> [Selection]:
┌──
DON GONYEA, BYLINE: I'm here. (unintelligible) what he said. Hundreds of people waiting for hours to hear. He's been talking probably about six minutes now, if my clock is correct. He's telling us all the reasons he ran, and it certainly sounds like he could make the turn into why he is dropping out at this point. But again, he has not done that. We don't know. We're just kind of waiting and monitoring it as he speaks. But it's quite a scene there, it's quite a crowd. It does not feel like the end of a campaign. They're serving barbeque, they've got a deejay. The crowd seems plenty happy. But again, none of that really tells us what's in Mr. Cain's head.

SIMON: And we will note for people inevitably, you take a look for signs here that Mr. Cain pulled up in what seems to be his red campaign bus. He walked out of the bus hand-in-hand with his wife, Gloria, who is on stage with him.

GONYEA: Exactly. And they were both waving to the crowd and I can tell you, she was waving to the crowd and smiling broadly. So, she does not seem to be someone who is reluctant to be there at that point; at least outwardly, by her actions so far.
└──
> [Entries shown]:
┌──
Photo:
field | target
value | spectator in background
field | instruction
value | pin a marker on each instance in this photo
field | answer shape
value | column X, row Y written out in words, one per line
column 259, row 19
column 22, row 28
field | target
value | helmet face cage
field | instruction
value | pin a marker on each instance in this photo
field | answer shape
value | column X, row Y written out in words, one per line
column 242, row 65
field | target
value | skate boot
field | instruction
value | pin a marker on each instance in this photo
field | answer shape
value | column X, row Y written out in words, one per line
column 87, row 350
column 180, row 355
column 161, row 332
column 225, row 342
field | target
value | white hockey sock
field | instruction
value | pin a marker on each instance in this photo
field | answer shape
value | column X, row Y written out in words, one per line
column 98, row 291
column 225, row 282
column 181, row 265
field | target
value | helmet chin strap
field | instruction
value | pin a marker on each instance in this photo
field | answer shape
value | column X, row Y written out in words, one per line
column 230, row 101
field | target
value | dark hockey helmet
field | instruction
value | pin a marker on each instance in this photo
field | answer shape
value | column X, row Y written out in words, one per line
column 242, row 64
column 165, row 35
└──
> [Task brief]: Write out the transcript between "SIMON: And we" and "actions so far.", inclusive, replacing "bus" with "van". These rows come from a different source than the transcript.

> [Answer to this problem]:
SIMON: And we will note for people inevitably, you take a look for signs here that Mr. Cain pulled up in what seems to be his red campaign van. He walked out of the van hand-in-hand with his wife, Gloria, who is on stage with him.

GONYEA: Exactly. And they were both waving to the crowd and I can tell you, she was waving to the crowd and smiling broadly. So, she does not seem to be someone who is reluctant to be there at that point; at least outwardly, by her actions so far.